[Referring expression data]
· · · ·
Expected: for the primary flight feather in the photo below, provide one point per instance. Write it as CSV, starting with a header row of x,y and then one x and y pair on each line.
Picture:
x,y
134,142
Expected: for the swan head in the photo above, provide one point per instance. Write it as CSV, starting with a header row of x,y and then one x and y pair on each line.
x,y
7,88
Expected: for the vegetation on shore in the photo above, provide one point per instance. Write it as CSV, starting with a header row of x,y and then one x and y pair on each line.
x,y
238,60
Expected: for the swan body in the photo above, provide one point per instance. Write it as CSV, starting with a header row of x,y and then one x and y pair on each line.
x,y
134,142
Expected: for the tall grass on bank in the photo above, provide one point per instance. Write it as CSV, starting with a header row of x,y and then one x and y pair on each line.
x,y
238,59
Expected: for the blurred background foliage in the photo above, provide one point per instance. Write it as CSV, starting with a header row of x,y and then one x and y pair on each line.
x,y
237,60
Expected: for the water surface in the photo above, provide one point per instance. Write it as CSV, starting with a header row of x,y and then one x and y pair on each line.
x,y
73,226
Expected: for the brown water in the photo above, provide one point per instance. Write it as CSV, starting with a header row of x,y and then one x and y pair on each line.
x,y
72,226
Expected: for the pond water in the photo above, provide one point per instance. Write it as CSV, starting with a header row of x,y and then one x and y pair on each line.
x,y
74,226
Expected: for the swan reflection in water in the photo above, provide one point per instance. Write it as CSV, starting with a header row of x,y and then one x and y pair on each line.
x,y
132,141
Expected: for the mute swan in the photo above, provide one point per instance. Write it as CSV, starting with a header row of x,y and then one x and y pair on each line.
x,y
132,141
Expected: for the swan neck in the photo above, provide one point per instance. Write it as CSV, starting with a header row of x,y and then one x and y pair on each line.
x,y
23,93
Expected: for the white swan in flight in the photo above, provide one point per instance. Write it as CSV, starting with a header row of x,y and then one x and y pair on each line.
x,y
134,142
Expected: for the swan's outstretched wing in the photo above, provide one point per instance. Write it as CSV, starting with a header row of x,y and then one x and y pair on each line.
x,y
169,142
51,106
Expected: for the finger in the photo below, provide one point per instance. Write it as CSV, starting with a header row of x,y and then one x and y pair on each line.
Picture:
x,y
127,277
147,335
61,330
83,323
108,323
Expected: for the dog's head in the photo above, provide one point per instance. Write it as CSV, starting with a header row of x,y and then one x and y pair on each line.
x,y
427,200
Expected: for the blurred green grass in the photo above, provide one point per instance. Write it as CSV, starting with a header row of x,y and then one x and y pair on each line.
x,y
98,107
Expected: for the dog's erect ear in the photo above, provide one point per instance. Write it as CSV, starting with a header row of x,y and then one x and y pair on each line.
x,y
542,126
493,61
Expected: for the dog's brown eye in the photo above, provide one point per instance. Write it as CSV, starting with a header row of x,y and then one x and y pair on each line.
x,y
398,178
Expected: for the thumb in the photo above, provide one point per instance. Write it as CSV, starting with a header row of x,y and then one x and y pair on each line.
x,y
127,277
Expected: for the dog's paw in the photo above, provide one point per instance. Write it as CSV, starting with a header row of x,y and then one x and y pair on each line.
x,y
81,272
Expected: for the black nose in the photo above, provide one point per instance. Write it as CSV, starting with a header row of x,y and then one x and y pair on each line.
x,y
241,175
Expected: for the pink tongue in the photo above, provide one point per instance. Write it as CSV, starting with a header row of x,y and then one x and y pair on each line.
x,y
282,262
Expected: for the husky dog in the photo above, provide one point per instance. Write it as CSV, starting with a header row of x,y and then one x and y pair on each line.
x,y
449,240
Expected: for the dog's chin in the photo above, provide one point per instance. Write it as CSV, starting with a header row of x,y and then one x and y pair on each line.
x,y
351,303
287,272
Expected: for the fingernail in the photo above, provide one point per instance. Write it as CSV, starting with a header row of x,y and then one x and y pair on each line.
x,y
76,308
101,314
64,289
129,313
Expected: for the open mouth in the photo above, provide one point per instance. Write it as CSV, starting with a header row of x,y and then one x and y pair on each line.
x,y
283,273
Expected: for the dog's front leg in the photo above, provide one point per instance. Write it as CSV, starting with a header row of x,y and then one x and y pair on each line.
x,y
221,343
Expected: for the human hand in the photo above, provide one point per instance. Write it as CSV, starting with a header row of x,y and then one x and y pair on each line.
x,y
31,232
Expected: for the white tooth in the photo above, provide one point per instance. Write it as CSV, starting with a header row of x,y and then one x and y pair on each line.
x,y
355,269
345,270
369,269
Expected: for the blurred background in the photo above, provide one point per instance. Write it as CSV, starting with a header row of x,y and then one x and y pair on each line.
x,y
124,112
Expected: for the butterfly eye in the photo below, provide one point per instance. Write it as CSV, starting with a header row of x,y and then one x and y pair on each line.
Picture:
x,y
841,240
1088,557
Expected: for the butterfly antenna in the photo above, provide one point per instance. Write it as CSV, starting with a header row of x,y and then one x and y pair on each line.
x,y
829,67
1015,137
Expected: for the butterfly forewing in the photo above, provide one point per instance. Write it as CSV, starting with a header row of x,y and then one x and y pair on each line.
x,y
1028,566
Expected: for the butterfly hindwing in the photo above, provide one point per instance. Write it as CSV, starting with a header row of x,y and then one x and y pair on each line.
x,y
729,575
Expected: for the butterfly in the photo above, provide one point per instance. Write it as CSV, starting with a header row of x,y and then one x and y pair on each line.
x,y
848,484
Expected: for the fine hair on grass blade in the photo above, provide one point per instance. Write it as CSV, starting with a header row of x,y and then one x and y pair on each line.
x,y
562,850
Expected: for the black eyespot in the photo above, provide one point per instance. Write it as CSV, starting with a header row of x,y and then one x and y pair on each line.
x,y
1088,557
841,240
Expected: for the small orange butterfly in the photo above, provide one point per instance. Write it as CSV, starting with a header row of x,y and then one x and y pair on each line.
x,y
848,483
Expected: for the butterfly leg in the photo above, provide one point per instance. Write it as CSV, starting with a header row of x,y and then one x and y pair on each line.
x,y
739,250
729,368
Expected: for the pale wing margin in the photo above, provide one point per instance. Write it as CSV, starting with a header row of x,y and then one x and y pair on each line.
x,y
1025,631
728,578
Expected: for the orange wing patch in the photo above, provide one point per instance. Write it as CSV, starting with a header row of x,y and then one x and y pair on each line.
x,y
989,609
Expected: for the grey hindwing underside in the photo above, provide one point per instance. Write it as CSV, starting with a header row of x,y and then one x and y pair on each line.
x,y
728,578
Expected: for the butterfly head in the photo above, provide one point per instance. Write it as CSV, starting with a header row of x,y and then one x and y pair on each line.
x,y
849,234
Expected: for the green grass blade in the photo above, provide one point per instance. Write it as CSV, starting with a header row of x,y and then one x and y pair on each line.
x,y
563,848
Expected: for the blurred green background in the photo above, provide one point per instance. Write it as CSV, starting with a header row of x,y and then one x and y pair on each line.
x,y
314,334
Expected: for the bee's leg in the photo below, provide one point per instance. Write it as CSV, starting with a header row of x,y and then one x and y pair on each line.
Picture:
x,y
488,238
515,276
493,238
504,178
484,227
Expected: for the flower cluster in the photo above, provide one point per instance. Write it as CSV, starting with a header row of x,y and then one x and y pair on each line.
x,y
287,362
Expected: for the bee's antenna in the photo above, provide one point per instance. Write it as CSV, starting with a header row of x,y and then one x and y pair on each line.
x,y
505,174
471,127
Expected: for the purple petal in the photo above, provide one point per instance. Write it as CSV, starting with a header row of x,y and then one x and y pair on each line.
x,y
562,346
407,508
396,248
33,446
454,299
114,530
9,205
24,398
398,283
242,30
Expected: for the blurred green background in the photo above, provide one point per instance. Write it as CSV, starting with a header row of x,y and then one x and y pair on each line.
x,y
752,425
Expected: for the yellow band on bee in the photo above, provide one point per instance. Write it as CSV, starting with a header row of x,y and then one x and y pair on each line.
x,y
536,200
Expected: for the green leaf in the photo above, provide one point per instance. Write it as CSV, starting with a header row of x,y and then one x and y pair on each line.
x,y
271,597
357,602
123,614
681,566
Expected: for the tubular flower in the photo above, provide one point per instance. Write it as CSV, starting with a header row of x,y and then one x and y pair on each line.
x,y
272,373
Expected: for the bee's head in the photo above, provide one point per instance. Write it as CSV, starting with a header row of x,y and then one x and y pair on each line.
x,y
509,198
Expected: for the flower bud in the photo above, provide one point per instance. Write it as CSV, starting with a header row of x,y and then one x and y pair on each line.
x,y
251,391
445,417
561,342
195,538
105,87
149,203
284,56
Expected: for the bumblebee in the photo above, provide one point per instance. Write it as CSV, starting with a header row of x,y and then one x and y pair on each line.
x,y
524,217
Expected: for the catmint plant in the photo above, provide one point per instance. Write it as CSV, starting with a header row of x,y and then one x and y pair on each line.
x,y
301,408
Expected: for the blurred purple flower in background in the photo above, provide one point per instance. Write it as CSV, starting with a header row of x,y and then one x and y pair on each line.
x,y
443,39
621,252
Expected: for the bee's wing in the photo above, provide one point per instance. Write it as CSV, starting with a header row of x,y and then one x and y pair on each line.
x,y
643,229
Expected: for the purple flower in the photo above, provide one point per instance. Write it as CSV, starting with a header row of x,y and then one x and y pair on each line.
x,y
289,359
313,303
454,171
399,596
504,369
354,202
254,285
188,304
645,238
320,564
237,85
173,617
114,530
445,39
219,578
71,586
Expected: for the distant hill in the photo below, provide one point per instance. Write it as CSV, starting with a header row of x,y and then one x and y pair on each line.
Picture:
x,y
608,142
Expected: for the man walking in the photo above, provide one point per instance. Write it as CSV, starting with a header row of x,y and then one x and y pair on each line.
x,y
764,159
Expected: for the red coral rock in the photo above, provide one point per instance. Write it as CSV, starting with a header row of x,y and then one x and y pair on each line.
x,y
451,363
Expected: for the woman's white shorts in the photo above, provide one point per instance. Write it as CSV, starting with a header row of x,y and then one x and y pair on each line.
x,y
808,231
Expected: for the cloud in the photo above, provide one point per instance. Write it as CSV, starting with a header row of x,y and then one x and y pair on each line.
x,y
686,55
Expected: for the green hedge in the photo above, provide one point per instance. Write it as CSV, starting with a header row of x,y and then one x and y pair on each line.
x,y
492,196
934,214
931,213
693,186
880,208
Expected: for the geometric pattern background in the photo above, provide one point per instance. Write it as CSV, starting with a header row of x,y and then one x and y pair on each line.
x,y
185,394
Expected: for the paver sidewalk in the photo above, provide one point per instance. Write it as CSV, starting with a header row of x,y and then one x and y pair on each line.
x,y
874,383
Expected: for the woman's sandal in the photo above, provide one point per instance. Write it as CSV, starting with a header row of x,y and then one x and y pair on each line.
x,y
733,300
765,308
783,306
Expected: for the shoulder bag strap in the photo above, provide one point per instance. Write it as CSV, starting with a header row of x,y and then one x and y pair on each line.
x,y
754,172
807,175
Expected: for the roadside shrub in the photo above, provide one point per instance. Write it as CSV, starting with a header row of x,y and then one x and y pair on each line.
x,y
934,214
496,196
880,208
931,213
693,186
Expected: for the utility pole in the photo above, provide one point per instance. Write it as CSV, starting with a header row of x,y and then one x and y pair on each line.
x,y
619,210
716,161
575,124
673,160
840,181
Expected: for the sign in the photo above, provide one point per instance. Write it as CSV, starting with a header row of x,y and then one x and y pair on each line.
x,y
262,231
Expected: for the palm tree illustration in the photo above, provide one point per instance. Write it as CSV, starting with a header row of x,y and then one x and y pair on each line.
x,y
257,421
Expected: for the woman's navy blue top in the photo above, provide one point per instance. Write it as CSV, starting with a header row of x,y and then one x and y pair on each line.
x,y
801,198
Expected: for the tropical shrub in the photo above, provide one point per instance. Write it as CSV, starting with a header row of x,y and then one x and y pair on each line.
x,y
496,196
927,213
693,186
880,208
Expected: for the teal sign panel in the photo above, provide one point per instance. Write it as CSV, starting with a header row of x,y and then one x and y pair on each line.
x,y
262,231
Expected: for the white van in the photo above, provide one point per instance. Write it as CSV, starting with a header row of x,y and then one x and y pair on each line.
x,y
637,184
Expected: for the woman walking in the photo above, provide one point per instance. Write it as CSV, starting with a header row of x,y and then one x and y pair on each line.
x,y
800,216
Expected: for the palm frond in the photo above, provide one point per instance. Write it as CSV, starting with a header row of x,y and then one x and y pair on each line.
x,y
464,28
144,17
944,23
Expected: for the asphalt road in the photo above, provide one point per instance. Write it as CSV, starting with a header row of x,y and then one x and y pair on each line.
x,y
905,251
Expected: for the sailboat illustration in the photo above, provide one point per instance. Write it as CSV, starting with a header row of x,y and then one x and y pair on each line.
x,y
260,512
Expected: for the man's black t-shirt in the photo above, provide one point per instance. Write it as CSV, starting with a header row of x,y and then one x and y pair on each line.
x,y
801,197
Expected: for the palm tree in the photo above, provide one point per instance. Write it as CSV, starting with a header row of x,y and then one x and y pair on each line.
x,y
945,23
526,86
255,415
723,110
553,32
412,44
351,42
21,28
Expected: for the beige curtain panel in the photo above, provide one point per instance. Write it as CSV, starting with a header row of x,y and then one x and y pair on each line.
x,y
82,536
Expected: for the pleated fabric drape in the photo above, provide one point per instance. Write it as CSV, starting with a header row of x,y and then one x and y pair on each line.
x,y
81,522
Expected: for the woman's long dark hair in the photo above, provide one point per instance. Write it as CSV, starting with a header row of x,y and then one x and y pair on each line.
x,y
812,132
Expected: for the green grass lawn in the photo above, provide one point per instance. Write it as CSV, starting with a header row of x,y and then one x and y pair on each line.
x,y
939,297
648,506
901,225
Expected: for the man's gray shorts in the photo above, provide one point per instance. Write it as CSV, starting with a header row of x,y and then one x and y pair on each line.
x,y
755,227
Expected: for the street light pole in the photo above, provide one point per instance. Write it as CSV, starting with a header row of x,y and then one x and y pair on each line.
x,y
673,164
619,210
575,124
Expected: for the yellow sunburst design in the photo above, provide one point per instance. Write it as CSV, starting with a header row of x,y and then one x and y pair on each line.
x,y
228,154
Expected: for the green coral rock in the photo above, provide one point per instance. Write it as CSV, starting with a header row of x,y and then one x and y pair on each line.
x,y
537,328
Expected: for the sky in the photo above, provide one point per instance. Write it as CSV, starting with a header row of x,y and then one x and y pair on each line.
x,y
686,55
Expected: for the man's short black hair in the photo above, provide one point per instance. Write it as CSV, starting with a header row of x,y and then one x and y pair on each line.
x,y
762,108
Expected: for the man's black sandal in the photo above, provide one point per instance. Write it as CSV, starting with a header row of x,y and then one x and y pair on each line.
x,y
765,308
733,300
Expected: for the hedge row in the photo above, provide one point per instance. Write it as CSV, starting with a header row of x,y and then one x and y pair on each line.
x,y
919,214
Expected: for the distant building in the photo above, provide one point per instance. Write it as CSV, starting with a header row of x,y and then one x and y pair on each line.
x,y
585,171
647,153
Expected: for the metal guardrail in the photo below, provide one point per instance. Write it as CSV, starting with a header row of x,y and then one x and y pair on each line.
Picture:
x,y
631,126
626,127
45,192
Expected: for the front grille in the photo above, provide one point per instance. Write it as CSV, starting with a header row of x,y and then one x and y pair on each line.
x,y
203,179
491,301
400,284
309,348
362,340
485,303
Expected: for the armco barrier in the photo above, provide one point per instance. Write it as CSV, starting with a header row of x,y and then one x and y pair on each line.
· · · ·
> _TASK STATEMENT_:
Every line above that holds the string "below" should be copied into the answer.

> _PROBLEM SOLUTION_:
Expected: for the primary flight feather in the photo below, provide one point per instance. Write it as CSV, starting with a header row of x,y and then one x and y pair on each line.
Expected: for the finger in the photo below, provide one point per instance. Write it as CSV, starting with a header row of x,y and then one x and y pair on each line.
Expected: for the butterfly eye in the photo below, provide one point per instance. Write it as CSV, starting with a header row of x,y and then one x and y pair on each line.
Expected: for the bee's leg in the photo below, provide one point per instance. Write it as CSV, starting with a header row of x,y and then one x and y pair on each line.
Expected: for the distant hill in the photo below, provide one point per instance. Write it as CSV, starting with a header row of x,y and then one x and y pair on each line.
Expected: for the metal guardrail in the photo below, provide one point per instance. Write it as CSV, starting with a header row of x,y and then one x and y pair on each line.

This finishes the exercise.